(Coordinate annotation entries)
======

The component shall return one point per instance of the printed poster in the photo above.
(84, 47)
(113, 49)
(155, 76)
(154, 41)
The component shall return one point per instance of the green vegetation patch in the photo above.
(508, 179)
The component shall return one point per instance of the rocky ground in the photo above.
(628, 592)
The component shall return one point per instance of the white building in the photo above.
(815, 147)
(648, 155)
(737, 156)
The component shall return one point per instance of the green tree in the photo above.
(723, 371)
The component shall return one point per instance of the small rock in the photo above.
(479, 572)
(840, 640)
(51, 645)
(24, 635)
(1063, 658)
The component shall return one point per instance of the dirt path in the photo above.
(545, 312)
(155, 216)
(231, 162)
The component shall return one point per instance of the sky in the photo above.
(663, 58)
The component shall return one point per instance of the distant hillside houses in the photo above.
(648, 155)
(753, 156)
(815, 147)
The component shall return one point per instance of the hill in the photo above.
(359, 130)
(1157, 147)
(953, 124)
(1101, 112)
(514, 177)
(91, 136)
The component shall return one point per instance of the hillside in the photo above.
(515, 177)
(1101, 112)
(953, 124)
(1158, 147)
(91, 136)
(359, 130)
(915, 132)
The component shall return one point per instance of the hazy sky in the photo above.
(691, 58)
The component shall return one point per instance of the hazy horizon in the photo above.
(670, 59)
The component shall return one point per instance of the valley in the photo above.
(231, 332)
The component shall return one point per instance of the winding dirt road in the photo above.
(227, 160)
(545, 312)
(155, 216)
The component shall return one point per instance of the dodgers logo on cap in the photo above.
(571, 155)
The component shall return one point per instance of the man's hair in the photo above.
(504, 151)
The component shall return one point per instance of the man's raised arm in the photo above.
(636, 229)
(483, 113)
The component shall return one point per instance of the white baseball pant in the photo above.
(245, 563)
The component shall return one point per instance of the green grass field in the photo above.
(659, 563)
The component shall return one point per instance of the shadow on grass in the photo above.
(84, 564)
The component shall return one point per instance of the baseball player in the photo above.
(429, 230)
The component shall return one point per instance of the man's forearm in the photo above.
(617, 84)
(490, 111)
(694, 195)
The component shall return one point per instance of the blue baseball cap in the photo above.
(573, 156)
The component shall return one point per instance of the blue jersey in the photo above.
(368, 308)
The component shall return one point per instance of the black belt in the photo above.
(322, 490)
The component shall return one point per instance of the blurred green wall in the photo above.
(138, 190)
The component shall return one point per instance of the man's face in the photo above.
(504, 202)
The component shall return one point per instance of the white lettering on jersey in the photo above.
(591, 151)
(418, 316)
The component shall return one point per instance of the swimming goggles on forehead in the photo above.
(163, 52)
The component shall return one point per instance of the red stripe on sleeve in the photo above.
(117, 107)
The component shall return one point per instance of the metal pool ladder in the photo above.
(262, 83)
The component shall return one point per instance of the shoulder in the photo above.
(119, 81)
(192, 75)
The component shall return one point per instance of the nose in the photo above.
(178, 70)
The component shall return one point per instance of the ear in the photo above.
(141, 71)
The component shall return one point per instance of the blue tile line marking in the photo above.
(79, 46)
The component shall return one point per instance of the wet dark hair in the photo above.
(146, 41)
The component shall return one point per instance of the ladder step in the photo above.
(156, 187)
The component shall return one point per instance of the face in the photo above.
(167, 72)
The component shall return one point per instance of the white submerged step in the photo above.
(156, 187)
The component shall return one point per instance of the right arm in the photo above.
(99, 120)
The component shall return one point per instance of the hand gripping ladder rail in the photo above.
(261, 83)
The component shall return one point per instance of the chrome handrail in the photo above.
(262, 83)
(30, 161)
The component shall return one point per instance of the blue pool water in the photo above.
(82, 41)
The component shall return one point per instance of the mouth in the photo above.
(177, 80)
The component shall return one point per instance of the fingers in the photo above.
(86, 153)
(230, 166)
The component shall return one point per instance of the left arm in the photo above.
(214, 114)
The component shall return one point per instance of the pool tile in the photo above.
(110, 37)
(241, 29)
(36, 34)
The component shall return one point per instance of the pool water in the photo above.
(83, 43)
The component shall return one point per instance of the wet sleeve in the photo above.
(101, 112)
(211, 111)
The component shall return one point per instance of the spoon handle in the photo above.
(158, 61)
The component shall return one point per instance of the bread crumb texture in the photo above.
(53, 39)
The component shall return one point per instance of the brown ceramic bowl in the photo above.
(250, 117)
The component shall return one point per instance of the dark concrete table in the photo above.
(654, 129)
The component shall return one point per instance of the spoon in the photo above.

======

» **EXERCISE DESCRIPTION**
Reproduce every item above verbatim, line for line, without changing anything.

» **EXERCISE ANSWER**
The component shall return one point per instance of the printed poster in the photo above.
(84, 47)
(113, 49)
(155, 76)
(154, 41)
The component shall return one point per instance of the green vegetation patch in the photo above.
(508, 179)
The component shall return one point per instance of the rocky ground in the photo above.
(628, 592)
The component shall return one point per instance of the white building in the photo above.
(815, 147)
(648, 155)
(737, 156)
The component shall return one point per instance of the green tree in the photo above.
(723, 371)
The component shall return one point per instance of the small rock in the photo above.
(479, 572)
(840, 640)
(51, 645)
(24, 635)
(1063, 658)
The component shall return one point per instance of the dirt path in the photo above.
(545, 312)
(155, 216)
(231, 162)
The component shall return one point per instance of the sky in the photo above.
(663, 58)
The component shall return one point per instance of the distant hillside houses in the photo above.
(648, 155)
(753, 156)
(815, 147)
The component shall return one point per instance of the hill in the photo above.
(359, 130)
(1157, 147)
(953, 124)
(1101, 112)
(514, 177)
(91, 136)
The component shall return one point per instance of the hillside in the photo above.
(515, 177)
(1101, 112)
(953, 124)
(1158, 147)
(91, 136)
(359, 130)
(915, 132)
The component shall return one point per instance of the hazy sky in the photo above.
(691, 58)
The component shall return one point per instance of the hazy horizon in the photo above.
(670, 59)
The component shall return one point per instance of the valley in the photo above.
(231, 332)
The component shall return one point per instance of the winding dirt road in the photo above.
(227, 160)
(545, 312)
(155, 216)
The component shall return one point per instance of the dodgers logo on cap in the photo above.
(571, 155)
The component shall return one point per instance of the man's hair in the photo above.
(504, 151)
The component shall return one point per instance of the man's raised arm in the photo above.
(636, 229)
(483, 113)
The component shall return one point per instance of the white baseball pant in the photo above.
(245, 563)
The component shall return one point per instance of the green grass field in the photo above.
(659, 563)
The component shall return one point per instance of the shadow on grass in the photo above.
(84, 564)
The component shall return one point per instance of the baseball player in the photo above.
(429, 230)
The component shall return one point per instance of the man's forearm in the photo above.
(617, 84)
(490, 111)
(694, 195)
The component shall return one point per instance of the blue baseball cap in the photo above.
(573, 156)
The component shall return one point per instance of the blue jersey in the photo above.
(368, 308)
The component shall return one point per instance of the black belt in the photo above.
(322, 490)
The component shall return one point per instance of the blurred green wall in the photo above.
(138, 190)
The component shall return one point per instance of the man's face in the photo above.
(504, 202)
The component shall return one point per instance of the white lettering on jersey in the photo above.
(591, 151)
(418, 316)
The component shall return one point per instance of the swimming goggles on forehead in the photo above.
(163, 52)
The component shall return one point per instance of the red stripe on sleeve in the photo above.
(117, 107)
The component shall return one point per instance of the metal pool ladder in the photo above.
(262, 83)
The component shall return one point per instance of the shoulder in the photo above.
(119, 81)
(192, 75)
The component shall return one point per instance of the nose in the photo above.
(178, 70)
The component shall return one point per instance of the ear in the photo above.
(141, 71)
The component shall return one point per instance of the blue tile line marking in the photo above.
(79, 46)
The component shall return one point per instance of the wet dark hair in the photo above.
(146, 41)
The component shall return one point per instance of the ladder step in the photo above.
(156, 187)
The component shall return one point per instance of the face in the photo above.
(167, 72)
The component shall return one point per instance of the white submerged step in the photo above.
(156, 187)
The component shall return one point per instance of the right arm in the photo above.
(99, 120)
The component shall return one point per instance of the hand gripping ladder rail in the photo above.
(261, 83)
The component shall return one point per instance of the chrome handrail in the photo above.
(262, 83)
(30, 161)
The component shall return one point per instance of the blue pool water in the photo above.
(82, 41)
The component shall return one point per instance of the mouth in the photo above.
(177, 80)
The component shall return one point per instance of the fingers in the photo above.
(86, 153)
(230, 166)
The component shall return one point per instance of the left arm in the photo above.
(214, 114)
The component shall return one point per instance of the pool tile in the photo above.
(110, 37)
(241, 29)
(36, 34)
The component shall return one point per instance of the pool water in the photo above.
(83, 43)
The component shall return one point per instance of the wet sleeve in the photo above.
(101, 112)
(211, 111)
The component shall return one point per instance of the spoon handle in the photo above.
(158, 61)
The component shall return one point per instance of the bread crumb texture in the photo above.
(53, 39)
The component shall return one point per instance of the brown ceramic bowl in the photo above.
(250, 117)
The component shall return one point per instance of the dark concrete table in the photo above.
(654, 129)
The component shall return one point per instance of the spoon in the photo above.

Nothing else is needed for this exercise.